(Excerpts of labeled region data)
☆ ☆ ☆ ☆

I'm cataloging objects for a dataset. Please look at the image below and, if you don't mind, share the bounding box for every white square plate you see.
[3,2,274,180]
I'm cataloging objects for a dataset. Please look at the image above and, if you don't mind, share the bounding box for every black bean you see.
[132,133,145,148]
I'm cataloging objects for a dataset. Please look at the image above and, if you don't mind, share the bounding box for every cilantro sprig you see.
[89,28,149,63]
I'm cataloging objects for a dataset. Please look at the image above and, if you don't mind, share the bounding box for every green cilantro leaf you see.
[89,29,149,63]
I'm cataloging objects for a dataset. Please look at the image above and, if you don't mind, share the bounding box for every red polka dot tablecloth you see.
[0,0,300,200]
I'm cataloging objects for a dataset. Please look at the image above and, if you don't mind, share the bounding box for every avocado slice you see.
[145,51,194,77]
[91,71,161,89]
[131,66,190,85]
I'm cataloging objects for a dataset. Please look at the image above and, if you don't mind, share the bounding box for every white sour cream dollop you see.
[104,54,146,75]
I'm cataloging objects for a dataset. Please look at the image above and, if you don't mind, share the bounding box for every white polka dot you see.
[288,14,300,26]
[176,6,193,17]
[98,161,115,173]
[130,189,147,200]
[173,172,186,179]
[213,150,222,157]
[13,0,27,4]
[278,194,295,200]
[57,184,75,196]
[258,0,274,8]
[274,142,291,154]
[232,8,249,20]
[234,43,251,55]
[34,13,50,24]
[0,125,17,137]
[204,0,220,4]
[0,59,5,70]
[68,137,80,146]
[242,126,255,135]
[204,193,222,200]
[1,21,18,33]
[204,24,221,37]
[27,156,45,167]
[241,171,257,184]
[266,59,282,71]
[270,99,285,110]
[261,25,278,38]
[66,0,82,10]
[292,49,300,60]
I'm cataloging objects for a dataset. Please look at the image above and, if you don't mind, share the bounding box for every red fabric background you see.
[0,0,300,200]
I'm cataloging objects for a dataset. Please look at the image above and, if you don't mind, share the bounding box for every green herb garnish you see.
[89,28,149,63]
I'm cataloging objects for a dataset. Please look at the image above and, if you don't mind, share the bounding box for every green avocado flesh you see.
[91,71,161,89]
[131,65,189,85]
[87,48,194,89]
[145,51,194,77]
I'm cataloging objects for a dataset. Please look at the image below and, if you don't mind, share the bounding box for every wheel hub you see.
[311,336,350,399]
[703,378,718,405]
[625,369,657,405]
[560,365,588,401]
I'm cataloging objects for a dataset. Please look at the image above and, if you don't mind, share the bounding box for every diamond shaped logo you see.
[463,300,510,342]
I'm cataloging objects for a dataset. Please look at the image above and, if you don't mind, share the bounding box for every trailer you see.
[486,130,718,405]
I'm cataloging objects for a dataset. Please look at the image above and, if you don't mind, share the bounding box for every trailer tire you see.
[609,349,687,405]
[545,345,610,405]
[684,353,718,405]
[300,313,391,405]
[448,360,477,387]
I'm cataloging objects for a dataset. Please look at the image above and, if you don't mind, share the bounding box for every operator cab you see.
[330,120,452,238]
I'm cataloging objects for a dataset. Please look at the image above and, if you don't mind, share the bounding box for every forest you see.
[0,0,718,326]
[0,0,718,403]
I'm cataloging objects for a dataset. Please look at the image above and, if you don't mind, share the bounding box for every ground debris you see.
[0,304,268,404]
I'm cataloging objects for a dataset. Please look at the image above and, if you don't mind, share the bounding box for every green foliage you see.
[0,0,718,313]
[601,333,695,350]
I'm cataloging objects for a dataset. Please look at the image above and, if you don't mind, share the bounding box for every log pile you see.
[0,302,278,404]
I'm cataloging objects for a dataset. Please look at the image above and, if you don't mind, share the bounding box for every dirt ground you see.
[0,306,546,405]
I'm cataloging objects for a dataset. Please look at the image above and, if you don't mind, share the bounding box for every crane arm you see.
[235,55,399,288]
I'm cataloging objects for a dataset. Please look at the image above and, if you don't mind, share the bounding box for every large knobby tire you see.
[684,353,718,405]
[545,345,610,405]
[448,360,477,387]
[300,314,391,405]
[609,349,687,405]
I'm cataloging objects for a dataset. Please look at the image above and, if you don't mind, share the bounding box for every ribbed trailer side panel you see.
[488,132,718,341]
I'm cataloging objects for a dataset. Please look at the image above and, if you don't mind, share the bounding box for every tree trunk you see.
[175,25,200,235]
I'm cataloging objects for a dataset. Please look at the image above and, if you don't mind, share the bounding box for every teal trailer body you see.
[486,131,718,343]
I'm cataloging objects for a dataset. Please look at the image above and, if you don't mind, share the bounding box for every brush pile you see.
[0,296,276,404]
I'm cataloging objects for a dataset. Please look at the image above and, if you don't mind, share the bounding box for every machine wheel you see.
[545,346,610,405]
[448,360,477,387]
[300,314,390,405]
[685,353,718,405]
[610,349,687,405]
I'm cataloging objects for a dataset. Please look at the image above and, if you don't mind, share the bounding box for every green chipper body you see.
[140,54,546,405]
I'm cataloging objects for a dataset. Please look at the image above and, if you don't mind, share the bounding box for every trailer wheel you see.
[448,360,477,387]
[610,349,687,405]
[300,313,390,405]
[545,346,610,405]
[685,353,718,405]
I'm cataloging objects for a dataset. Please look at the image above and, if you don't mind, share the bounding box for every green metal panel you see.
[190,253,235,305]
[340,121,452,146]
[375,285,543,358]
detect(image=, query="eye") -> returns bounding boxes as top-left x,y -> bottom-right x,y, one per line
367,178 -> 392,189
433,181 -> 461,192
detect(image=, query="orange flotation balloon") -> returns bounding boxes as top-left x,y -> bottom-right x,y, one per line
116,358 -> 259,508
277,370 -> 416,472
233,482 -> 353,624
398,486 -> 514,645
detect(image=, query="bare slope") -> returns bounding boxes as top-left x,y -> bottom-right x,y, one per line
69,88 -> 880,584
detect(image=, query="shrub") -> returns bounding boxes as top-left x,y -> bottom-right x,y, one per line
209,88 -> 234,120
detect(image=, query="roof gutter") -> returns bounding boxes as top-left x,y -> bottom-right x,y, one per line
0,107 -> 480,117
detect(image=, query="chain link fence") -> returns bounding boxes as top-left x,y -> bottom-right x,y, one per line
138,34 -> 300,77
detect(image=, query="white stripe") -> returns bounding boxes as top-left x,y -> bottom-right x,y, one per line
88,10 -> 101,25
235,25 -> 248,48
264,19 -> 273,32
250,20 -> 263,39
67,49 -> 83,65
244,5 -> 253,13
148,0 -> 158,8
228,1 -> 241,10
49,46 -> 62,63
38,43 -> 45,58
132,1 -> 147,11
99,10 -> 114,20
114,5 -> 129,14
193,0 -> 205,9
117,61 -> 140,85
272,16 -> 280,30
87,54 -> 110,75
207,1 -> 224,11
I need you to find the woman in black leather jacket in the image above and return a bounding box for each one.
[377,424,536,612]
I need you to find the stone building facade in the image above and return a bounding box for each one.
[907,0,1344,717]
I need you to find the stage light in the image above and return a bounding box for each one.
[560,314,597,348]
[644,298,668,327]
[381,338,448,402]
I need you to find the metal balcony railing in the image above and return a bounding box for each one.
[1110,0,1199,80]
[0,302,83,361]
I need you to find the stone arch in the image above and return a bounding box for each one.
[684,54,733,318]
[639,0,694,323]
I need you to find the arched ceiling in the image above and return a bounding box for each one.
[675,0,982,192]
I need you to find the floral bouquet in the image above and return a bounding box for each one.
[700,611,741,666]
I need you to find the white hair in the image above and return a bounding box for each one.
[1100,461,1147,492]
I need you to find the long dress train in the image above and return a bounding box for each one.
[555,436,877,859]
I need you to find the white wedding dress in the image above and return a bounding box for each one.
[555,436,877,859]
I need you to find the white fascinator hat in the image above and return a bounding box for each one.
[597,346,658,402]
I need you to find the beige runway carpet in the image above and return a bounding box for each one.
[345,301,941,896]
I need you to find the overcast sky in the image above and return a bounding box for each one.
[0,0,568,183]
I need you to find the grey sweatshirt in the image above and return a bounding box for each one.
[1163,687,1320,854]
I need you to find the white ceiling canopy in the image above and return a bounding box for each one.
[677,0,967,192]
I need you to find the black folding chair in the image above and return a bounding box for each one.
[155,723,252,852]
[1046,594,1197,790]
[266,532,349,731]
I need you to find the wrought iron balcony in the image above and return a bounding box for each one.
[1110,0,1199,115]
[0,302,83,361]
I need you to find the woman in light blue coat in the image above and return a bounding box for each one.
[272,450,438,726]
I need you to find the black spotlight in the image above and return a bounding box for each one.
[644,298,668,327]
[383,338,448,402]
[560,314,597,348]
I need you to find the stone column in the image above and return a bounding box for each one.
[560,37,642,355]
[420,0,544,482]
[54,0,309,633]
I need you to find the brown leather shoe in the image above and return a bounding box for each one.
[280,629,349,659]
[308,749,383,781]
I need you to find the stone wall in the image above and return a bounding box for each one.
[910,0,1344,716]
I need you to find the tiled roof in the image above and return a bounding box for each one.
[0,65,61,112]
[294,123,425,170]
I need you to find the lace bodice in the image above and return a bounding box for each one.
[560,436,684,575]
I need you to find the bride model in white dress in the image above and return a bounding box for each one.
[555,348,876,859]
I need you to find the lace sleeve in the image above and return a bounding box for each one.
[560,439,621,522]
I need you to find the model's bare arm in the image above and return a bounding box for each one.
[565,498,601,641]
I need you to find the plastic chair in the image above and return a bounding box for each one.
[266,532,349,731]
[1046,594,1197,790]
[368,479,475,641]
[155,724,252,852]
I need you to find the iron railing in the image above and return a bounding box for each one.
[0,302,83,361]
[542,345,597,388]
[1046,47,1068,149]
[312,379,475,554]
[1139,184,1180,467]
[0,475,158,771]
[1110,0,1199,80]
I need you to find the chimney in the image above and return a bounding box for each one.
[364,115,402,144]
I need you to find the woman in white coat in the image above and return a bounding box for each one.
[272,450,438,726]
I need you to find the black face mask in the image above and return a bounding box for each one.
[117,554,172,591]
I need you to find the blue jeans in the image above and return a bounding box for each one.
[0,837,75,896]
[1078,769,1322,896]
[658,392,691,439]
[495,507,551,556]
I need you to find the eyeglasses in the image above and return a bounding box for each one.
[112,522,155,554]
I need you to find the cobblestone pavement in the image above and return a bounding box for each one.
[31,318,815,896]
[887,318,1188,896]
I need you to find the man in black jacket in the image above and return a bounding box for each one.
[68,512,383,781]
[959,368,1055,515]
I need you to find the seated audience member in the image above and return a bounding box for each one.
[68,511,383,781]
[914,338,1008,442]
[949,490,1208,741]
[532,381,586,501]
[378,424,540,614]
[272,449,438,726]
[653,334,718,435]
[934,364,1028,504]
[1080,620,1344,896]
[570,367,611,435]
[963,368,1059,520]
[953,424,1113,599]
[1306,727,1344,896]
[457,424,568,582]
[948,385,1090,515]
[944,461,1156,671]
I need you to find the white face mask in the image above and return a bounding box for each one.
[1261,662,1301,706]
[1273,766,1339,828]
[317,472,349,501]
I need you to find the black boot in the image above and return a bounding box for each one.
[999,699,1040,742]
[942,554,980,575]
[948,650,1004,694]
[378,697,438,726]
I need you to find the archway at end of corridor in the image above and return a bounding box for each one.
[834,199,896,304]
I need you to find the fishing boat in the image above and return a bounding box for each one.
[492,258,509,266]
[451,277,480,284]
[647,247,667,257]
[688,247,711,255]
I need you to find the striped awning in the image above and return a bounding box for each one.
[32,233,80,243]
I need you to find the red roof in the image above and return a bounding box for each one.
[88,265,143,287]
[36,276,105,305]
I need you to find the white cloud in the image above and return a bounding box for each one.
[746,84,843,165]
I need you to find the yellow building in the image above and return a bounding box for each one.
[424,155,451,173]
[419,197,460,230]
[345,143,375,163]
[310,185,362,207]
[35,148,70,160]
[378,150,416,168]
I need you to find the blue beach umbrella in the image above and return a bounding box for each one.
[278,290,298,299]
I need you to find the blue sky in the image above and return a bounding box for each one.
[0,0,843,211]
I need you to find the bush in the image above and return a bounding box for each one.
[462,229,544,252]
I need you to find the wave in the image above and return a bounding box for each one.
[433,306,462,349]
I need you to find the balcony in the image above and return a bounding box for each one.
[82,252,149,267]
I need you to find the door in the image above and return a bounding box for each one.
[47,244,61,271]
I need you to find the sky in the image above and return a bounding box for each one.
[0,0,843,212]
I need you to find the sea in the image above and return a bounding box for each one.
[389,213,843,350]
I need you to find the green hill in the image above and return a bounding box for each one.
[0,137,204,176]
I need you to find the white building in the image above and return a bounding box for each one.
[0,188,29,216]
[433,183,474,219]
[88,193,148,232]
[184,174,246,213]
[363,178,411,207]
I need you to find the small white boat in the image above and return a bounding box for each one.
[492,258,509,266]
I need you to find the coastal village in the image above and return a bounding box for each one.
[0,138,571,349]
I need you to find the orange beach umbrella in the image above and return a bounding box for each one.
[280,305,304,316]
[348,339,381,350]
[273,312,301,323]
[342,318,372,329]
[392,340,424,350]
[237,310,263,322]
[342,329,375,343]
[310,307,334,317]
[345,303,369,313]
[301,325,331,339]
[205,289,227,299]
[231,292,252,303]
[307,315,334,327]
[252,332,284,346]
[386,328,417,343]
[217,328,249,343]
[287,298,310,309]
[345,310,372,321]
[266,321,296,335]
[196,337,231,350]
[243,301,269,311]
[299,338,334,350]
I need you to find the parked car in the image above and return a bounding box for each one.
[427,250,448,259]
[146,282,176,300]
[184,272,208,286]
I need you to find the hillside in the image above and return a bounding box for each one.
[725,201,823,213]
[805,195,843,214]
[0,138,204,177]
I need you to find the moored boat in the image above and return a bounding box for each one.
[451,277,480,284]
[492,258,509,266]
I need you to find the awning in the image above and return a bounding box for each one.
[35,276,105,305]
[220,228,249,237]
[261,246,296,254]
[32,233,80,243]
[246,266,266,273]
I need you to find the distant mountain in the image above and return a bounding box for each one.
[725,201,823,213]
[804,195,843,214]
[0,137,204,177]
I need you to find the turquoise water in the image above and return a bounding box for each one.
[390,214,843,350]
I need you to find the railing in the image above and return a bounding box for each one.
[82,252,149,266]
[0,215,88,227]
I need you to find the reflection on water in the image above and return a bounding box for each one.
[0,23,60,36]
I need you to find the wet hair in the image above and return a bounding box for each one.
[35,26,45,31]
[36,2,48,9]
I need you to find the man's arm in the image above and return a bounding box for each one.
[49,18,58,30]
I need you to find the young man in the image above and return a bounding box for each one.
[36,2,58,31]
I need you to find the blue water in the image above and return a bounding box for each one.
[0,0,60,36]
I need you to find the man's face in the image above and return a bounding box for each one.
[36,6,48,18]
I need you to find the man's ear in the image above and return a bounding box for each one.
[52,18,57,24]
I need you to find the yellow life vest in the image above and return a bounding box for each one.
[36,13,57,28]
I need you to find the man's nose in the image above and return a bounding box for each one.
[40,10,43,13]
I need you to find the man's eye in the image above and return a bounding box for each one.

☆ ☆ ☆ ☆

● **TASK INSTRUCTIONS**
Please rewrite the stretch from the first row through the line containing "[132,133,145,148]", substituting "round" for "square" and leaving everything else unchanged.

● **SOLUTION TO THE EXERCISE**
I'm cataloging objects for a dataset. Please look at the image below and, if you don't mind, share the bounding box for every white round plate you see.
[3,2,274,180]
I'm cataloging objects for a dataset. Please look at the image above and, if you don't mind, share the bounding box for every black bean you see.
[132,133,145,148]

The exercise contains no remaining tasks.